Exercise instructions: From the entries that follow, pick out all lines holding "polygon".

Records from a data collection
┄┄┄┄┄┄┄┄┄┄
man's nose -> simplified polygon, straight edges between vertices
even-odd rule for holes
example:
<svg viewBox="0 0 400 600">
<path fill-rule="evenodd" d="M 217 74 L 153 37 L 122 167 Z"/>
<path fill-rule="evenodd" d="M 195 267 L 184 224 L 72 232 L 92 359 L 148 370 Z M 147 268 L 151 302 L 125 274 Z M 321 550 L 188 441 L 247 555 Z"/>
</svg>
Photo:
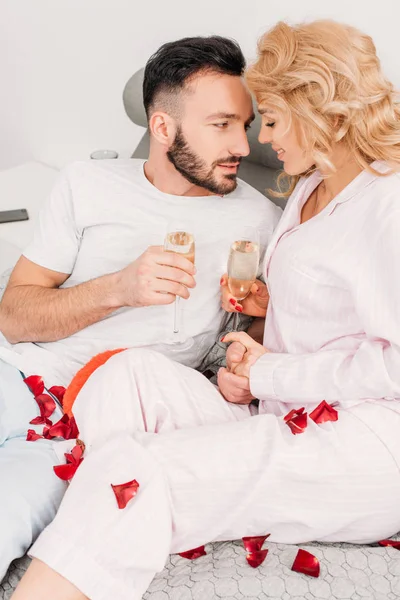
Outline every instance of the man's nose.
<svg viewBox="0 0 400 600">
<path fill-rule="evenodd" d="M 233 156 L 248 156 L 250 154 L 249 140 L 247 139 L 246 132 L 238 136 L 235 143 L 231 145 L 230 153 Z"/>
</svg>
┄┄┄┄┄┄┄┄┄┄
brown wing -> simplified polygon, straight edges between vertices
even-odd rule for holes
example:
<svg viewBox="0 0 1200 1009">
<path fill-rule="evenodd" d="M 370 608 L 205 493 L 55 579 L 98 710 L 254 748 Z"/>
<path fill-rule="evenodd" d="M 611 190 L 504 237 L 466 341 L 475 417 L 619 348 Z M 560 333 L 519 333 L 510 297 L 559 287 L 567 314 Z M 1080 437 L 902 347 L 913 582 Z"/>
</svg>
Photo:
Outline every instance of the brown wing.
┄┄┄┄┄┄┄┄┄┄
Your solution:
man's nose -> simplified polygon, straight edges between vertices
brown wing -> simplified polygon, straight edges between vertices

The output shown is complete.